§ Exercise objective: Every record must be retyped as it stands.

§ Data in this exercise:
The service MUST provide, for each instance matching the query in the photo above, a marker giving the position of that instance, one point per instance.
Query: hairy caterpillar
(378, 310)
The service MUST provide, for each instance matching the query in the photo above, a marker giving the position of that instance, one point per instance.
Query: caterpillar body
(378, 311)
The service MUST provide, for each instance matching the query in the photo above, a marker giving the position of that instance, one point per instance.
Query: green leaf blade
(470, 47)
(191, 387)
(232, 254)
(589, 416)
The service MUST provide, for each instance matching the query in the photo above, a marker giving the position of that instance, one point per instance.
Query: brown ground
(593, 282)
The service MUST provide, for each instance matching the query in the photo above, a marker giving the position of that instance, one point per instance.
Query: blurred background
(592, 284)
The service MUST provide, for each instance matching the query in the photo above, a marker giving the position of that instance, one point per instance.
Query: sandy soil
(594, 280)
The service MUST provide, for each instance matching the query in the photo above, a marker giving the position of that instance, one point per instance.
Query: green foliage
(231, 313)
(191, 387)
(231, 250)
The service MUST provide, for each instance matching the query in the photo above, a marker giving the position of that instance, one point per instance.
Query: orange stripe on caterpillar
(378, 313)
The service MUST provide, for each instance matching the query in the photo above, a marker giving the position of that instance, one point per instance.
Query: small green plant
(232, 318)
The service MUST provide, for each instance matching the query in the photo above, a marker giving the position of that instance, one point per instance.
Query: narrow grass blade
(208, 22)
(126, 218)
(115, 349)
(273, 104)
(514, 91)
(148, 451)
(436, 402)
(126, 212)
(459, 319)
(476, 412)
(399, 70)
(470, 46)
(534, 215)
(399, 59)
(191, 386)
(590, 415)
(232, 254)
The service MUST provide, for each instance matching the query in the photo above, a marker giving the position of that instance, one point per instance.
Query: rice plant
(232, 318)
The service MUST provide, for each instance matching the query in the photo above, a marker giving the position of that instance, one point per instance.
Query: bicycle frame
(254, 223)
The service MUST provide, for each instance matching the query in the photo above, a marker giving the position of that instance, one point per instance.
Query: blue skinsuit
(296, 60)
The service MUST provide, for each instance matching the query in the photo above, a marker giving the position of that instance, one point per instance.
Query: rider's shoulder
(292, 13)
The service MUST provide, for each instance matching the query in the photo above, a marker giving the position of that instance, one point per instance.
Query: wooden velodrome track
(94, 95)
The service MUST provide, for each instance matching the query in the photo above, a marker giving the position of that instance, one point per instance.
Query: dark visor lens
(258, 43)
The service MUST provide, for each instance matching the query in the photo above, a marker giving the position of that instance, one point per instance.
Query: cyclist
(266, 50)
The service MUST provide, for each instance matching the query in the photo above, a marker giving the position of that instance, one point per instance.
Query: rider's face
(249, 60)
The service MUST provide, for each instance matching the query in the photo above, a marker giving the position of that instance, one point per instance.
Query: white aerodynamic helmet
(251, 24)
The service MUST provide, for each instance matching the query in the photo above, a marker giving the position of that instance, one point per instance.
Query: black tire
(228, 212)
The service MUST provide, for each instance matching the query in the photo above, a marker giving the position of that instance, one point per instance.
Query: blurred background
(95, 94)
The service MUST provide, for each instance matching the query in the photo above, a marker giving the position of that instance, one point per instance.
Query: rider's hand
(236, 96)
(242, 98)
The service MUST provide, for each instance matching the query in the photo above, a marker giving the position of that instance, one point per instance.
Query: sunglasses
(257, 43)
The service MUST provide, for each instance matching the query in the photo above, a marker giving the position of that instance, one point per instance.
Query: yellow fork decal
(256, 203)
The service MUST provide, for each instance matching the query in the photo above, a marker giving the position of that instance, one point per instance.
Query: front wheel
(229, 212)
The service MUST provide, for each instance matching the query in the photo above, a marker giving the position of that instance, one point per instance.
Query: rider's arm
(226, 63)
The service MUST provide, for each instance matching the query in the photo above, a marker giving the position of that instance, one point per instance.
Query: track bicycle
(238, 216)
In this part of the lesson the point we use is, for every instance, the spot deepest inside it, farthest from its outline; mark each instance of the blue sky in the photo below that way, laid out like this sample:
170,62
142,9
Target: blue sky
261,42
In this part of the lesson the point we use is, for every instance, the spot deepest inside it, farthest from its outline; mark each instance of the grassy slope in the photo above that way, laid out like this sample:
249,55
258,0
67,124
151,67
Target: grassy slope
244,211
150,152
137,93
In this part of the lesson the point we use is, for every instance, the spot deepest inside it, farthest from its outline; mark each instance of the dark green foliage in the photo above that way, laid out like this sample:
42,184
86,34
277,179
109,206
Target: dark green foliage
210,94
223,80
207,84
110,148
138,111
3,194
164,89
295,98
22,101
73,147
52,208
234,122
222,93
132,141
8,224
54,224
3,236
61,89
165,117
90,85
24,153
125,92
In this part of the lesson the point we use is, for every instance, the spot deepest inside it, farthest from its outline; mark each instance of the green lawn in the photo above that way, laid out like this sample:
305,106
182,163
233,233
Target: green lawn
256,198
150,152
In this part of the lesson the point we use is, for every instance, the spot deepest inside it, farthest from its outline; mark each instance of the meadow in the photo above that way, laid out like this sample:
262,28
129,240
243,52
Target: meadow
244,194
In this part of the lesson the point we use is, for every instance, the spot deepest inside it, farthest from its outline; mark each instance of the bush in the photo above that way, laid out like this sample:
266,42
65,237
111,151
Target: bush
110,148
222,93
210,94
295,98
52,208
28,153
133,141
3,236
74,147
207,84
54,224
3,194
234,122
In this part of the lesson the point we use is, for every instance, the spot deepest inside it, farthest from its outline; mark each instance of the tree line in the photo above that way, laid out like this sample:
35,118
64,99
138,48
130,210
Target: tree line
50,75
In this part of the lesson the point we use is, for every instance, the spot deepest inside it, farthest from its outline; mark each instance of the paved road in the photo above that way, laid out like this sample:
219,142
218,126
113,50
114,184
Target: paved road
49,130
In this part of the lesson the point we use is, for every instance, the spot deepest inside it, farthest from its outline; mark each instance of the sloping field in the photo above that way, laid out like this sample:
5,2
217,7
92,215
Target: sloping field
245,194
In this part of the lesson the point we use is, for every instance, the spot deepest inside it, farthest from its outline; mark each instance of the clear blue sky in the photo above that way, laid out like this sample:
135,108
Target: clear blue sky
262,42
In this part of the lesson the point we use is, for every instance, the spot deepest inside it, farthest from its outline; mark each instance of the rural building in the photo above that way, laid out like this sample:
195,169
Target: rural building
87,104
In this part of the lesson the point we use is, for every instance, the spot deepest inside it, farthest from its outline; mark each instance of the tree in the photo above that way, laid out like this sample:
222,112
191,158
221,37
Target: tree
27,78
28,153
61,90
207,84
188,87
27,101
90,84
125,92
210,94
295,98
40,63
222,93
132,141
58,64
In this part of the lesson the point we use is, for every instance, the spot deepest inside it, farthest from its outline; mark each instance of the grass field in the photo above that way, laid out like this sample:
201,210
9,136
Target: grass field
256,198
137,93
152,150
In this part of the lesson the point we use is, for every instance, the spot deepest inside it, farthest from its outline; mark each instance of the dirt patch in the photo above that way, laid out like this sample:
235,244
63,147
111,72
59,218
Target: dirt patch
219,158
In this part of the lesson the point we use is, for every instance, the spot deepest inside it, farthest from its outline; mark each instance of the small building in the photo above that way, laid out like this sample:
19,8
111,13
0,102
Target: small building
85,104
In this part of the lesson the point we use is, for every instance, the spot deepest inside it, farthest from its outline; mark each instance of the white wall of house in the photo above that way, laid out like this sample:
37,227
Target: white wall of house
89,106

§ Expected answer:
The service MUST provide, for each instance matching the query in the photo above, a marker giving the position of that instance, one point per instance.
Query: hairy caterpillar
(378, 310)
The service MUST provide, for each instance matching the query in the photo above, a marker giving the position of that instance, one point per instance.
Query: caterpillar body
(378, 311)
The service MUST provide, for each instance matching the query in the photo above, a marker giving the position of that instance, one point per instance.
Query: green leaf blade
(470, 47)
(191, 387)
(232, 254)
(589, 416)
The service MUST provide, for each instance matching the query in the photo above, a marker giving the position of that instance, one point per instance.
Query: brown ground
(593, 282)
The service MUST provide, for each instance matching the query in the photo above, a marker giving the position of that instance, one point per instance.
Query: blurred background
(592, 284)
The service MUST provide, for each instance matching the query in the photo above, a marker giving the position of that instance, one point per instance.
Query: sandy soil
(594, 280)
The service MUST provide, for each instance matching the query in the photo above, a marker giving the position of that instance, one point per instance.
Query: green foliage
(231, 313)
(191, 387)
(231, 250)
The service MUST provide, for each instance matching the query in the photo above, a marker giving the position of that instance, one point per instance.
Query: orange stripe on caterpillar
(378, 313)
The service MUST provide, for each instance matching the query in the photo above, a marker giving the position of that instance, one point per instance.
Query: small green plant
(232, 318)
The service MUST provide, for each instance matching the query in the photo above, a marker giving the position of that instance, one point per instance.
Query: narrow grass blade
(208, 22)
(126, 218)
(115, 349)
(273, 104)
(514, 91)
(148, 451)
(436, 402)
(126, 212)
(459, 319)
(476, 412)
(399, 70)
(470, 46)
(534, 215)
(399, 59)
(191, 386)
(590, 415)
(232, 254)
The service MUST provide, for each instance matching the query in the photo above, a marker giving the position of that instance, one point per instance.
Query: rice plant
(232, 318)
The service MUST provide, for each instance matching the query in the photo above, a marker giving the position of that instance, one point per instance.
Query: bicycle frame
(254, 223)
The service MUST provide, for each instance matching the query in the photo above, a marker giving the position of that instance, one point per instance.
Query: blue skinsuit
(296, 60)
The service MUST provide, for each instance matching the query in the photo above, a marker giving the position of that instance, one point per instance.
Query: rider's shoulder
(292, 13)
The service MUST provide, for each instance matching the query in the photo above, a marker giving the position of that instance, one point per instance.
Query: wooden velodrome track
(94, 95)
The service MUST provide, for each instance matching the query in the photo above, a marker giving the position of that instance, one point per instance.
Query: dark visor lens
(258, 43)
The service MUST provide, for each instance matching the query in the photo above, a marker giving the position of that instance, one point per instance.
Query: cyclist
(266, 50)
The service MUST provide, for each instance matching the query in the photo above, a marker giving the position of that instance, one point per instance.
Query: rider's face
(249, 60)
The service MUST provide, for each instance matching the query in the photo above, a marker giving the position of that instance, one point per instance.
Query: white aerodynamic helmet
(251, 24)
The service MUST provide, for each instance matching the query in the photo above, a marker giving the position of that instance, one point per instance.
Query: black tire
(228, 212)
The service MUST provide, for each instance matching the query in the photo above, a marker giving the position of that instance, one point per instance.
Query: blurred background
(95, 94)
The service MUST provide, for each instance matching the query in the photo above, a marker giving the position of that instance, one point per instance.
Query: rider's hand
(236, 96)
(242, 98)
The service MUST provide, for each instance matching the query in the photo above, a marker giving the position of that instance, one point per instance.
Query: sunglasses
(257, 43)
The service MUST provide, for each instance matching the query in the photo above, a marker giving the position of that instance, one point per instance.
Query: yellow fork decal
(256, 203)
The service MUST provide, for each instance matching the query in the photo above, a marker giving the position of that instance, one point per instance.
Query: front wheel
(229, 212)
The service MUST provide, for each instance matching the query in the photo above, a marker giving the position of that instance, one point per instance.
Query: rider's arm
(226, 63)
The service MUST provide, for each instance matching the query in the photo above, a marker giving the position of that instance, one point per instance.
Query: track bicycle
(238, 216)
In this part of the lesson the point we use is, for every instance, the spot deepest inside it, farthest from its outline; mark each instance of the blue sky in the photo below that way, laid out like this sample:
170,62
142,9
Target: blue sky
261,42
In this part of the lesson the point we use is, for every instance, the spot deepest inside it, farthest from its outline; mark each instance of the grassy slope in the photo above that way, laid out like this sample:
249,55
258,0
67,124
151,67
Target: grassy slope
244,211
150,152
137,93
In this part of the lesson the point we use is, for every instance, the spot deepest inside it, farthest from its outline; mark each instance of the dark green foliage in the photo above that way, laid out like this sample:
42,184
86,34
277,179
109,206
Target: dark green foliage
210,94
223,80
207,84
110,148
138,111
3,194
164,89
295,98
22,101
73,147
52,208
234,122
222,93
132,141
8,224
54,224
3,236
61,89
165,117
90,85
24,153
125,92
In this part of the lesson the point we use is, for every instance, the spot deepest inside it, farthest from its outline; mark each instance of the green lawn in the photo above that way, laid out like this sample:
305,106
182,163
233,233
Target: green lawn
256,198
150,152
In this part of the lesson the point we use is, for every instance, the spot deepest inside it, farthest from its outline; mark each instance of the meadow in the photo above that way, laid out like this sample:
262,28
129,240
243,52
Target: meadow
244,194
In this part of the lesson the point we use is, for every instance, the spot deepest inside it, farthest from its outline; mark each instance of the bush in the photo above that way, laid out like this sample:
266,42
65,237
111,151
Target: bush
110,148
222,93
210,94
295,98
52,208
28,153
133,141
3,236
74,147
207,84
54,224
3,194
234,122
In this part of the lesson the point we use is, for every instance, the spot deepest inside it, farthest from its outline; mark each instance of the tree line in the photo above that way, laid out like this sample:
35,118
64,99
138,48
130,210
Target: tree line
50,75
In this part of the lesson the point we use is, for every instance, the spot deepest inside it, farthest from its outline; mark each instance of the paved road in the photo above that way, laid out like this sample:
219,142
218,126
113,50
114,184
Target: paved road
49,130
In this part of the lesson the point we use is, for every instance, the spot deepest inside it, farthest from its outline; mark each instance of the sloping field in the photo above that way, laid out like this sample:
5,2
217,7
92,215
Target: sloping field
245,194
In this part of the lesson the point we use is, for every instance, the spot deepest inside it, farthest from its outline; mark each instance of the clear blue sky in the photo above that way, laid out like this sample:
135,108
Target: clear blue sky
262,42
In this part of the lesson the point we use is, for every instance, the spot deepest inside it, farthest from its outline; mark each instance of the rural building in the photo above that way, laid out like this sample:
195,169
Target: rural building
87,104
In this part of the lesson the point we use is, for every instance, the spot deepest inside it, farthest from its outline; mark each instance of the tree in the photo above that way, laid out like this sample:
222,112
191,158
221,37
Target: tree
27,78
28,153
61,90
207,84
188,87
27,101
90,84
125,92
210,94
295,98
40,63
222,93
132,141
58,64
In this part of the lesson the point we use is, for every instance, the spot deepest inside it, farthest from its outline; mark each instance of the grass field in the photo above that way, laid out like this sample:
201,210
9,136
Target: grass field
256,198
137,93
152,150
In this part of the lesson the point we use is, for every instance, the spot deepest inside it, farthest from its outline; mark each instance of the dirt patch in the photo above that way, laid out like this sample:
235,244
63,147
111,72
59,218
Target: dirt patch
219,158
In this part of the lesson the point we use is, for every instance, the spot deepest inside it, farthest from its outline; mark each instance of the small building in the photo above that way, laid out like this sample:
19,8
111,13
0,102
Target: small building
85,104
In this part of the lesson the point we use is, for every instance, the spot deepest inside it, farthest from its outline; mark each instance of the white wall of house in the photo above that way, laid out like this sample:
37,227
Target: white wall of house
89,106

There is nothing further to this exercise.